TASK INSTRUCTIONS. Copy the entries from the line containing "Place a point on each instance of the woman" down to the line containing "x=25, y=173", swapping "cardboard sign" for "paper sign" and leaving everything else unchanged.

————————

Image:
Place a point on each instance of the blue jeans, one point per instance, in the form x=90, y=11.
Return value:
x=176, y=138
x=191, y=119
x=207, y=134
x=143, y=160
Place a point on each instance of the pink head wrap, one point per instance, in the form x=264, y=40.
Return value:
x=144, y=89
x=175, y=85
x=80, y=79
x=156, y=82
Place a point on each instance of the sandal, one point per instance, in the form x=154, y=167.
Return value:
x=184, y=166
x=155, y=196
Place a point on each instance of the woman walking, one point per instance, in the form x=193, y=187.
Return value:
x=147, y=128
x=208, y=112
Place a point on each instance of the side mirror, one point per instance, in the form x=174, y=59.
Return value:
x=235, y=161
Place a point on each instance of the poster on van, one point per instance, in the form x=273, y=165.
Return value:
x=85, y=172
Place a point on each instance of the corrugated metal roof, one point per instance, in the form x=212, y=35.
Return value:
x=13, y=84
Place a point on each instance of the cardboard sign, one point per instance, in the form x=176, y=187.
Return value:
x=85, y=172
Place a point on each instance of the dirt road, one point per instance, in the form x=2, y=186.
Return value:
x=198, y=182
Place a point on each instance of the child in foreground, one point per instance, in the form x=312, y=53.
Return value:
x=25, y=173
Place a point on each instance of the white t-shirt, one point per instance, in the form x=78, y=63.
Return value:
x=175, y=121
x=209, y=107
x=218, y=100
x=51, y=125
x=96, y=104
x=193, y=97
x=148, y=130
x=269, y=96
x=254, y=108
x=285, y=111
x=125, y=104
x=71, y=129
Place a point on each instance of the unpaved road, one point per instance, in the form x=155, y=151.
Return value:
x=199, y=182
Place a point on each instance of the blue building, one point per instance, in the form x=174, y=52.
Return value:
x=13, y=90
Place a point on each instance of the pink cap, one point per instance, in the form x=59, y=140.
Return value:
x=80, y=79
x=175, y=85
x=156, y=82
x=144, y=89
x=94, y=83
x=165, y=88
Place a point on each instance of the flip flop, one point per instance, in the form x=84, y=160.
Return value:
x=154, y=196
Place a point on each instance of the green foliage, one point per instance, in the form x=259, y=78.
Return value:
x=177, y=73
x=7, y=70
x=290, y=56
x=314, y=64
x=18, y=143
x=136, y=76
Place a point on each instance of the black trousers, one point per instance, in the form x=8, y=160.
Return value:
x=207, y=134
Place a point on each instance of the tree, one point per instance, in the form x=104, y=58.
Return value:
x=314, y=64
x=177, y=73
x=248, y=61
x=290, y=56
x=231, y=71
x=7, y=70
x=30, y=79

————————

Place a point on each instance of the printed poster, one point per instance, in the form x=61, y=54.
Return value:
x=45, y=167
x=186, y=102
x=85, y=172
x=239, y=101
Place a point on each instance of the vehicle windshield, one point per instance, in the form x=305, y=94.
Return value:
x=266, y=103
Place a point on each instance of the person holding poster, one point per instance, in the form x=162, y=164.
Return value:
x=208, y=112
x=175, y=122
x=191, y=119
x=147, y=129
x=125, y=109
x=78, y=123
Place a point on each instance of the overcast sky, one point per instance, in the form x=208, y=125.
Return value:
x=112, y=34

————————

ANSWER TO THE TASK.
Place a point on each instance of the woman walking, one point per instance, in the form x=193, y=187.
Return value:
x=147, y=128
x=208, y=112
Place a point on each instance of the side mirror, one point per instance, in the form x=174, y=59.
Return value:
x=235, y=161
Place a point on each instance of the poster on van, one point per instance, in the form x=273, y=165.
Return value:
x=85, y=172
Place a point on each instance of the corrugated metal roof, one point per instance, in the form x=212, y=35.
Return value:
x=13, y=84
Place a point on each instance of the paper sign, one point per instance, in the form x=176, y=187.
Return value:
x=85, y=172
Place a point on each instance of the dirt road, one point per instance, in the form x=2, y=186.
Return value:
x=198, y=182
Place a point on each instance of the child in foreground, one point per instance, in the form x=312, y=53.
Return value:
x=25, y=173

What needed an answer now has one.